抜粋:
本出願は、2019年6月3日出願の日本出願第2019-103449号に基づく優先権を主張し、上記日本出願に記載された全ての記載内容を援用するものである。
【背景技術】
【0002】
特許文献1には、電動パーキングブレーキ(EPB:Electronic Parking Brake)用などの車載用多芯ケーブルに用いられるコア電線として、導体と導体を覆う樹脂製の2層の絶縁層とを有し、この絶縁層の一方の層がエチレンとカルボニル基を有するαオレフィンとの共重合体を含み、他方の層がポリオレフィン又はフッ素樹脂を含むコア電線が記載されている。
【先行技術文献】
【特許文献】
【0003】
【文献】特開2018-032515号公報
【発明の概要】
【0004】
本開示の多芯ケーブル用コア電線は、
複数の素線を撚り合わせた導体と、この導体の外周を被覆する絶縁層とを備える多芯ケーブル用コア電線であって、
上記絶縁層、第1成分及び第2成分を含み、
上記第1成分が、高密度ポリエチレンであり、
上記第2成分が、
エチレン及びカルボニル基を有するαオレフィンの共重合体と、
超低密度ポリエチレンと
からなる群から選択される少なくとも1種であり、
上記ポリエチレン系樹脂の合計含有量に対する上記第1成分の含有割合が10質量%以上60質量%以下であり、
上記ポリエチレン系樹脂の合計含有量に対する上記第2成分の含有割合が20質量%以上80質量%以下である。
【図面の簡単な説明】
【0005】
図1図1は、本開示の第1実施形態に係る多芯ケーブル用コア電線を示す模式的断面図である。
図2図2は、本開示の第2実施形態に係る多芯ケーブルを示す模式的断面図である。
図3図3は、本開示の多芯ケーブルの製造装置を示す模式図である。
図4図4は、本開示の第3実施形態に係る多芯ケーブルを示す模式的断面図である。
図5図5は、実施例での屈曲試験を説明するための模式図である。
【発明を実施するための形態】
【0006】
[本開示が解決しようとする課題]
車載用多芯ケーブルは少なくとも一部のコア電線がシース層から露出された状態で使用されるため、コア電線には高い耐摩耗性が求められる。また、車載用多芯ケーブルは、車内での取り回しやアクチュエーターの駆動等に伴って複雑に屈曲され、さらに、使用環境によっては0℃以下の低温に晒される場合があるため、低温での耐屈曲性が求められる。

データ:
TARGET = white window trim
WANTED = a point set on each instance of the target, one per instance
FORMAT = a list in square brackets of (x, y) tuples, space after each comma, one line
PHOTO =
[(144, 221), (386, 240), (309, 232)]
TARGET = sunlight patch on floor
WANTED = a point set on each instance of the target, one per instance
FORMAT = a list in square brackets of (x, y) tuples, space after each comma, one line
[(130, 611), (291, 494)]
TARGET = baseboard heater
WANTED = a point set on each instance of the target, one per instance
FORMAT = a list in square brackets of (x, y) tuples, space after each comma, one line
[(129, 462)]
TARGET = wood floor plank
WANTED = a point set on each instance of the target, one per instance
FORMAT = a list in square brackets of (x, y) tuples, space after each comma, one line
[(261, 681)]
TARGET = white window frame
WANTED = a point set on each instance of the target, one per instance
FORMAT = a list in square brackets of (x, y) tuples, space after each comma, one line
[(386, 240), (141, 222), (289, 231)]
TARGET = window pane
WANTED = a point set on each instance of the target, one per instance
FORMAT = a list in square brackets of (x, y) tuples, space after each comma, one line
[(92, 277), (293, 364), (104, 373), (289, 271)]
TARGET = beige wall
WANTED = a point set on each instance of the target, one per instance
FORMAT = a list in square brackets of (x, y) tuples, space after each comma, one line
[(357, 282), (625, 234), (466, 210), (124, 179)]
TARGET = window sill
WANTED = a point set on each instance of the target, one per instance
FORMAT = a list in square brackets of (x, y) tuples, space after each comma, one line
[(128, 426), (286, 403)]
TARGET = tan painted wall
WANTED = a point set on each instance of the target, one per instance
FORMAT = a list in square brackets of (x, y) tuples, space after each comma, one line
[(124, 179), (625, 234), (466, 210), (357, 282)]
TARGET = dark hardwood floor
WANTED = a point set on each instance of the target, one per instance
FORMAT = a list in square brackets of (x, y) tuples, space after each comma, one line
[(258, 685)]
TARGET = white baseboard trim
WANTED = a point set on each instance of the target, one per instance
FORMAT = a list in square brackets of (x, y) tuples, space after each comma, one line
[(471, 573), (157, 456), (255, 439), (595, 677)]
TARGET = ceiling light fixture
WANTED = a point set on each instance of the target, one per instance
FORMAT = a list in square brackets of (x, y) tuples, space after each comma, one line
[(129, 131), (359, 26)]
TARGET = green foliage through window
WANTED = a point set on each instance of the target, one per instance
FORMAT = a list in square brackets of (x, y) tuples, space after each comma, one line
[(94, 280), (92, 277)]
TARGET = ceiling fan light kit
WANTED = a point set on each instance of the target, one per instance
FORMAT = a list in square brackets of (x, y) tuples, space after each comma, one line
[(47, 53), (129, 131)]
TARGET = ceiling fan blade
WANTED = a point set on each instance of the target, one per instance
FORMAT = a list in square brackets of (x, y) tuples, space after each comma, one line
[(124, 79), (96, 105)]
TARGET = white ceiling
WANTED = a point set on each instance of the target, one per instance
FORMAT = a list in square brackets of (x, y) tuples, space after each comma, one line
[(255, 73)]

作業内容:
a: 多芯ケーブル用コア電線に関する抜粋に記載されている図をすべて挙げ、それぞれ何を示す図かを記してください。
b: 多芯ケーブル用コア電線に関する抜粋を、最後の文の後から書き継いでください。

作業結果:
a:
図1：本開示の第1実施形態に係る多芯ケーブル用コア電線を示す模式的断面図
図2：本開示の第2実施形態に係る多芯ケーブルを示す模式的断面図
図3：本開示の多芯ケーブルの製造装置を示す模式図
図4：本開示の第3実施形態に係る多芯ケーブルを示す模式的断面図
図5：実施例での屈曲試験を説明するための模式図

b:
【0007】
本開示は、このような事情に基づいてなされたものであり、耐摩耗性及び低温での耐屈曲性に優れた多芯ケーブル用コア電線及びそれを用いた多芯ケーブルを提供することを課題とする。
【0008】
[本開示の効果]
本開示の一態様に係る多芯ケーブル用コア電線は、耐摩耗性及び低温での耐屈曲性に優れる。
【0009】
[本開示の実施形態の説明]
最初に本開示の実施態様を列記して説明する。
【0010】
本開示の一態様に係る多芯ケーブル用コア電線は、
複数の素線を撚り合わせた導体と、この導体の外周を被覆する絶縁層とを備える多芯ケーブル用コア電線であって、
上記絶縁層が、第1成分及び第2成分を含み、
上記第1成分が、高密度ポリエチレンであり、
上記第2成分が、
エチレン及びカルボニル基を有するαオレフィンの共重合体と、
超低密度ポリエチレンと
からなる群から選択される少なくとも1種であり、
上記ポリエチレン系樹脂の合計含有量に対する上記第1成分の含有割合が10質量%以上60質量%以下であり、
上記ポリエチレン系樹脂の合計含有量に対する上記第2成分の含有割合が20質量%以上80質量%以下である。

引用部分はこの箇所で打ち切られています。